# [Task statement]
Output the full listing that appears below, exactly as it is presented.

┏━━

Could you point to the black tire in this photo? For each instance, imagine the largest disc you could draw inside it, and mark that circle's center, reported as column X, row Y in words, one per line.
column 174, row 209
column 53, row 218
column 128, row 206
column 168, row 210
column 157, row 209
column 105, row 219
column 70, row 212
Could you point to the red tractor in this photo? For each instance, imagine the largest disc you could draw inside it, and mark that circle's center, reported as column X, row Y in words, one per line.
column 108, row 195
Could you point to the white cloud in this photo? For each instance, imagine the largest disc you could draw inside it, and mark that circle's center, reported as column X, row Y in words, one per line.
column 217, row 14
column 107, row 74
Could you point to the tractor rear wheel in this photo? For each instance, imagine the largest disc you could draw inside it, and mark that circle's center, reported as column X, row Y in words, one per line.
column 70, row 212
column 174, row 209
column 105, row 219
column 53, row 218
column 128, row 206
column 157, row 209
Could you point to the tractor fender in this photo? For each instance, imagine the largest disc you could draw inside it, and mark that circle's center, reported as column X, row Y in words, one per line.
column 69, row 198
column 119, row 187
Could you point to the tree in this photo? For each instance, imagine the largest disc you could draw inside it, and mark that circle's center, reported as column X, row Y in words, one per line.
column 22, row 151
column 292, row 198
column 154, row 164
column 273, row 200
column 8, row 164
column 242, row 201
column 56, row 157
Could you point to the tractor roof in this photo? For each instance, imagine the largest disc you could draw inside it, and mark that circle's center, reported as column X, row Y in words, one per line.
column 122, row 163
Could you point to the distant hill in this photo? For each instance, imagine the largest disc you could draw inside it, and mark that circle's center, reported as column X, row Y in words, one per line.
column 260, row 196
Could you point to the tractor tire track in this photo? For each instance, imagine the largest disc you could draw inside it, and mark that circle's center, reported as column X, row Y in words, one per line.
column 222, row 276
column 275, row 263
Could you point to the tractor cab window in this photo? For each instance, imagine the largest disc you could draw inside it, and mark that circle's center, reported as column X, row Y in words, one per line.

┗━━

# [Your solution]
Could you point to the black tire in this photo? For each instance, imagine the largest disc you could draw inside it, and mark that circle's center, reported as column X, row Y in words, one per line.
column 174, row 209
column 53, row 218
column 128, row 206
column 168, row 210
column 157, row 209
column 105, row 219
column 70, row 212
Could you point to the red tractor in this photo? For each instance, imagine the largest disc you could draw inside it, and mark that circle's center, reported as column X, row Y in words, one per line.
column 108, row 195
Could you point to the white cloud in this photo? For each instance, imagine the largest disc you could draw inside it, and mark that circle's center, reported as column X, row Y in words, one per line.
column 217, row 14
column 107, row 74
Could you point to the tractor rear wheel in this photo? For each instance, imagine the largest disc you could draw inside it, and mark that circle's center, reported as column X, row Y in words, one per line.
column 70, row 212
column 174, row 209
column 105, row 219
column 53, row 218
column 128, row 206
column 157, row 209
Could you point to the tractor fender in this photo? For each instance, imagine the largest disc you could draw inside it, and mark that circle's center, reported as column X, row Y in words, one per line.
column 69, row 198
column 119, row 187
Could you point to the tree in this photo? For each instance, imagine the largest disc you could draw inside it, and mark that circle's center, reported as column X, row Y in words, one per line.
column 22, row 151
column 292, row 198
column 154, row 164
column 273, row 200
column 8, row 164
column 242, row 201
column 56, row 157
Could you point to the tractor roof in this photo? For each instance, imagine the largest disc you could draw inside it, and mark that circle's center, reported as column X, row Y in words, one per line.
column 122, row 163
Could you point to the distant hill in this photo? For each instance, imagine the largest disc you could draw inside it, and mark that circle's center, reported as column X, row Y in words, one per line.
column 260, row 196
Could you point to the tractor tire track in this photo? For each instance, imagine the largest disc you could draw inside it, and mark that circle's center, reported as column X, row Y in words, one per line.
column 222, row 276
column 275, row 263
Could you point to the tractor cab window in this photo? For each instance, imagine the largest disc you could draw inside it, and mark that circle's center, reported as column X, row Y in words, one per line.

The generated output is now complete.